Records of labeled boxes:
## Begin

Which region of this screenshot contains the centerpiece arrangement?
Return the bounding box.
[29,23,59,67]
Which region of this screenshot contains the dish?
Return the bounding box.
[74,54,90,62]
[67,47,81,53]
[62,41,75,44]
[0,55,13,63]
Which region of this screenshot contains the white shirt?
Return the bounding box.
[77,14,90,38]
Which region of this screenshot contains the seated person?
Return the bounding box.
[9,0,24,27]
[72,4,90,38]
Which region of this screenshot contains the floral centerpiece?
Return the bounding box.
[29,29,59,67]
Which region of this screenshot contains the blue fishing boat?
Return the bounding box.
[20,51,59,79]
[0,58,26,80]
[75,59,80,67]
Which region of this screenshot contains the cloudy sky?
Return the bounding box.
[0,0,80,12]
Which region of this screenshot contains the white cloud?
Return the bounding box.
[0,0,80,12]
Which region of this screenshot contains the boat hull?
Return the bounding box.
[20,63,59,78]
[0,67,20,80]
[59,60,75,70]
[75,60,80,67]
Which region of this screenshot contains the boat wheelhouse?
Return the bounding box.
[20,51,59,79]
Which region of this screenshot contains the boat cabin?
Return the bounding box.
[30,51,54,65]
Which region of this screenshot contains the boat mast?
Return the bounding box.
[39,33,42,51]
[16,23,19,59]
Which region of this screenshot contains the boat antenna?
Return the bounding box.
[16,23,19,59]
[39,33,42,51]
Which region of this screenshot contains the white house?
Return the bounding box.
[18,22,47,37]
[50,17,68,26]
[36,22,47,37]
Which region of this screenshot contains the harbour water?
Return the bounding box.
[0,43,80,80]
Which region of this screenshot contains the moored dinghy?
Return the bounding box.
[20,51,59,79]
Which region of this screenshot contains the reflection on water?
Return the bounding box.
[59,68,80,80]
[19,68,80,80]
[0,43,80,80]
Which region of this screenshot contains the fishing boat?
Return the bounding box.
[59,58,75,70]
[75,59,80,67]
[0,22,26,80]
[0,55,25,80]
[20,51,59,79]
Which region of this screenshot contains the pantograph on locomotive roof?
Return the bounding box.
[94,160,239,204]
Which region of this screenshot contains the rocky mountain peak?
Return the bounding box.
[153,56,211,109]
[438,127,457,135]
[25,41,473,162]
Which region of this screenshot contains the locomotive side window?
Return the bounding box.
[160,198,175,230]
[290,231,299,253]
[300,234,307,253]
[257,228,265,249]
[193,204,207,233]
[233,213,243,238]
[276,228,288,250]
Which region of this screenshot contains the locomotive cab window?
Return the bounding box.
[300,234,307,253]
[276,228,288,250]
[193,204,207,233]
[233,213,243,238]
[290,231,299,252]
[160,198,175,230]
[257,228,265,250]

## End

* [Aim]:
Rewrite all of the entries above, substituting "Provide" for every occurrence of "Return" and keeping everything else the same.

* [Answer to this task]:
Which region of this screenshot contains the centerpiece arrangement?
Provide the bounding box.
[29,23,59,67]
Which region of this screenshot contains the dish?
Provide the bounding box.
[74,54,90,62]
[67,47,81,53]
[62,41,75,44]
[0,55,13,63]
Which region of this screenshot contains the white shirt?
Provide the bounding box.
[77,14,90,38]
Which region of this screenshot contains the seated person?
Provide the bounding box.
[9,0,24,27]
[72,4,90,38]
Which region of this screenshot contains the floral centerpiece?
Provide the bounding box.
[29,29,59,67]
Which region of this screenshot contains the blue fishing boat?
Provide the bounding box.
[20,51,59,79]
[0,58,26,80]
[75,59,80,67]
Which region of this screenshot contains the cloudy sky?
Provide the bounding box.
[0,0,80,12]
Which region of this screenshot contains the white cloud?
Provide the bounding box.
[0,0,80,12]
Which region of this screenshot contains the boat hull?
Provide the bounding box.
[20,63,59,78]
[0,67,20,80]
[59,60,75,70]
[75,60,80,67]
Which region of this screenshot contains the boat wheelhouse?
Provide the bounding box.
[20,51,59,79]
Which region of this screenshot contains the boat cabin?
Provide the bounding box.
[30,51,54,65]
Which region of this screenshot contains the boat mast?
Provide the bounding box.
[39,33,42,51]
[16,23,19,59]
Which region of this screenshot contains the boat antenna?
Provide the bounding box.
[16,23,19,59]
[39,33,42,51]
Which region of this screenshot contains the white house?
Provide the bounding box.
[18,22,47,37]
[50,17,68,26]
[36,22,47,37]
Which region of this screenshot contains the harbour water?
Provide the bounding box.
[0,43,80,80]
Which region of this screenshot contains the moored dinghy?
Provide the bounding box.
[20,51,59,79]
Which region of this screenshot contains the reflection on water?
Provide the bounding box.
[59,68,80,80]
[19,68,80,80]
[0,43,80,80]
Which region of this screenshot contains the fishing boat?
Provide the bounding box.
[59,58,75,70]
[75,59,80,67]
[0,22,26,80]
[0,55,25,80]
[20,51,59,79]
Which region of this screenshot contains the pantograph on locomotive roof?
Provide the bounding box.
[94,160,239,204]
Which region of this screenshot contains the rocky mountain peak?
Provide the bounding box.
[153,56,211,109]
[438,127,457,135]
[25,41,473,162]
Which region of this screenshot contains the locomotive side window?
Provide the bounding box.
[160,198,175,230]
[290,231,299,253]
[300,234,307,253]
[257,228,265,249]
[193,204,207,233]
[233,213,243,238]
[276,228,288,250]
Which region of this screenshot contains the locomotive cab window?
Provide the bounding box.
[300,234,307,253]
[276,228,288,250]
[193,204,207,233]
[233,213,243,238]
[290,231,299,252]
[160,198,175,230]
[257,228,265,250]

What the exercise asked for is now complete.